Tuesday, 12 April 2016

Tea Ticks

Sunday was one of those nice cool spring mornings, met up with Stewart at Warkworth. 
However, His arrival into the car park was one of crunching gravel and skidding tyres.. he had been tracking a male Marsh Harrier from somewhere just south of Alnmouth, I managed to get on the bird and we watched it for a few seconds as it disappeared south over Coquet Estuary.

We exchanged our proper good mornings and headed off towards the north side. Old Water Pools, dunes and the main track to the North Pier and back through the dunes. 

It turned out a really good morning for catching up with early common migrants, male Blackcap in the Picnic Site scrub, four fabulous Black Tailed Godwits flew up towards the Old Water as we headed to the estuary, a couple of Sandwich Terns were sat out on the sand bank opposite Amble Harbour and 6+ Sand Martins were buzzing around the pier.

As well as the arrivals noted, two Twite were still 'wintering' on the saltmarsh, tame and easily photographed feeding on the high tide debris..


Sandwich Terns

We left Warkworth quite satisfied with a nice collection of migrants and pulled up on the track by Birling poured some tea and just stood around a bit. The thing is, at this time of year even just standing outside can be good, a few small flocks of Pink Footed Geese drifted north, a Greenshank flew overhead calling, the fields around the Birling area and the Golf Course have quite a few shallow pools at the moment and this bird may have lifted from one of those. Chiff Chaff and Goldcrest were obviously moving, following the ditch that runs from the sea and inland along the track hedgerow, it seemed that way anyway, perhaps not.. 

Friday, 8 April 2016


Computer problems stopping posts at the moment, not that I'm prolific at the best of times, new PC on its way so there could be no more posts after this knowing my IT nous.

So.. March has given way to April, summer birds are starting to pass through and arrive in small numbers, it never seems to be very dramatic in north Northumberland just a slow and gradual process. Keeps you looking hard at the patch or wherever you find yourself.

(Location annotation dataset: excerpts)
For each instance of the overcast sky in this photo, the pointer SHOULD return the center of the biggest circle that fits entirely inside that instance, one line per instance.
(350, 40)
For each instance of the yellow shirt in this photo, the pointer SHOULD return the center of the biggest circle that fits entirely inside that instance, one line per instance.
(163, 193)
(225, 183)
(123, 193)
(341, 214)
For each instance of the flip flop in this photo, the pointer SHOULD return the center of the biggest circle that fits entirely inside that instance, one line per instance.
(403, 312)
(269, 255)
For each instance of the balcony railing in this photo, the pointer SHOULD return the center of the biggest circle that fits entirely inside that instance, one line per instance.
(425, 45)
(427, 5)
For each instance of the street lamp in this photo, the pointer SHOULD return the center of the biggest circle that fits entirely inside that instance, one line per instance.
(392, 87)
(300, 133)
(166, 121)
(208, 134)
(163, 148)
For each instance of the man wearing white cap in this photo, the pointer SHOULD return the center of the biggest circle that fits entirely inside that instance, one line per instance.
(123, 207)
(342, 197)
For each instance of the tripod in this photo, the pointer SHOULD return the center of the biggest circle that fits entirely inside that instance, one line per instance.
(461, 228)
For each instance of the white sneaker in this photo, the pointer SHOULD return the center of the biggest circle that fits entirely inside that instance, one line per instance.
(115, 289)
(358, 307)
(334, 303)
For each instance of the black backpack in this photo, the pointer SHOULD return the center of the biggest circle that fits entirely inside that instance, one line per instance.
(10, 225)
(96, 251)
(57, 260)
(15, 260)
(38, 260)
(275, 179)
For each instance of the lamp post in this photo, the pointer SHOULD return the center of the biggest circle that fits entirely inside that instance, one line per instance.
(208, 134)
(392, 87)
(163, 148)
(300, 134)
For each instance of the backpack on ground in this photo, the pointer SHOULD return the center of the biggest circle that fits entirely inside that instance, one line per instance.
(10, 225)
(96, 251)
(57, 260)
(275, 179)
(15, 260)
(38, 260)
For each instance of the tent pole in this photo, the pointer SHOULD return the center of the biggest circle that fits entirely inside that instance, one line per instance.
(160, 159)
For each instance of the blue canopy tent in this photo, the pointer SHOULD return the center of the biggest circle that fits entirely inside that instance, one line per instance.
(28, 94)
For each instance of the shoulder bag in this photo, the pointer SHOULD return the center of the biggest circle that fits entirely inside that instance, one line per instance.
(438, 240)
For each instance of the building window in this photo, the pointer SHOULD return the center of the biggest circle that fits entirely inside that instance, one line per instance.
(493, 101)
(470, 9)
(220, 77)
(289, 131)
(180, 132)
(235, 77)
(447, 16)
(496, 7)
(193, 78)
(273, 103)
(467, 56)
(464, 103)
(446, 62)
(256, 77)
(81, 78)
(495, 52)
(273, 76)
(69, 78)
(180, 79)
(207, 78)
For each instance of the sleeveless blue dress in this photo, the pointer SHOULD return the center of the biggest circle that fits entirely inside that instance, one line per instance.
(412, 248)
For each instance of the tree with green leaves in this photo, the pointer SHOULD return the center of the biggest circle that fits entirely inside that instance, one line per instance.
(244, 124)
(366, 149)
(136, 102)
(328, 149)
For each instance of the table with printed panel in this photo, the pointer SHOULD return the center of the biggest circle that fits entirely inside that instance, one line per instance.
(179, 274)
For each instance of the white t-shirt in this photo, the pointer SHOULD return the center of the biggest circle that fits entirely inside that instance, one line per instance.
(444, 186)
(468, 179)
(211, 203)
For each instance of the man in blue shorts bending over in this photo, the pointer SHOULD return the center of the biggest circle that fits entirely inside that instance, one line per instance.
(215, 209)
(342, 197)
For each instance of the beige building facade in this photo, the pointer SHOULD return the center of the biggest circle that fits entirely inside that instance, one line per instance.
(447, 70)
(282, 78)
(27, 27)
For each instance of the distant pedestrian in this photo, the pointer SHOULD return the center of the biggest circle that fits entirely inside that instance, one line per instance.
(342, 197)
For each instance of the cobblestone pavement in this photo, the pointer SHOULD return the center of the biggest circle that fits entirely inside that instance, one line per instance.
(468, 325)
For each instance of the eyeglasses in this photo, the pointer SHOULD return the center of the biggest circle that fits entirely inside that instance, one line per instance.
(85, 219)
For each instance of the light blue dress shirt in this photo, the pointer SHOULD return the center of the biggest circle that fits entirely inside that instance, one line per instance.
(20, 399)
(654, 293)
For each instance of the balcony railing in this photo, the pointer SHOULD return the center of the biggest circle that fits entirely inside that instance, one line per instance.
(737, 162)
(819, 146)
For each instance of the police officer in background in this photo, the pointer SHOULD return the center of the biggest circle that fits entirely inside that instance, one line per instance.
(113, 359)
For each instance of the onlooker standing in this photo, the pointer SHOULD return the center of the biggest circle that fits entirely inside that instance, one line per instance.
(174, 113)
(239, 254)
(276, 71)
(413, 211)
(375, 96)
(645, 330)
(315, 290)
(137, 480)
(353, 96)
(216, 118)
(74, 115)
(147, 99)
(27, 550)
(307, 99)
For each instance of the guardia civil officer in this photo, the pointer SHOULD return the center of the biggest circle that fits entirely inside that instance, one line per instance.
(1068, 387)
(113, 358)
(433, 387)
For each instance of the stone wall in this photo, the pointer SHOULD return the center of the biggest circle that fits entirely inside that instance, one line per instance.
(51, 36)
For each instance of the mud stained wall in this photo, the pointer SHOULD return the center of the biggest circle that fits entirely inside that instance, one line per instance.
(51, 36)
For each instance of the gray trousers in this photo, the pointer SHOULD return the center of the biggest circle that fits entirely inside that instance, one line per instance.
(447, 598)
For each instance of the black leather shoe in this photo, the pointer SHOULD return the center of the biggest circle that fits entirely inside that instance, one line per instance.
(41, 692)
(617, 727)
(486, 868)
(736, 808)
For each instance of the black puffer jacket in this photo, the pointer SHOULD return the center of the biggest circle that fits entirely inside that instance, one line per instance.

## DIRECTIONS
**A.** In the birding blog, where were the two Twite feeding?
**B.** Write what comes next in the birding blog after its last sentence.

## ANSWERS TO THE PROBLEMS
**A.** On the high tide debris on the saltmarsh.

**B.**
I got to thinking about one early spring species, Chiff Chaff, so much excitement for a week or so and then they just tend to get forgotten about for thew rest of the year, reports here and there of the earliest singing birds and then they are pushed aside by its sweeter more melodic stable mate the Willow Warbler, Sand Martin and coastal Wheatears as spring gathers pace.

A wander down the River Coquet at Warkworth on one of the last days of March we caught up with and enjoyed a singing Chiff Chaff, this one was easy to watch in the leafless branches.

Goldcrest also singing but difficult to photograph

A week or so later, first Sunday or April I didn't make it out first thing but met up with Stewart at Howick and decided to check out part of his patch for a change, Craster. 
Late in the morning so kicking about a bit, feeling like we were just having an hour or so, we parked up and wandered down to the harbour, it was a nice enough morning.

Just as we rounded the nearest moored up fishing boat Stewart shouted a Black Redstart, fabulous..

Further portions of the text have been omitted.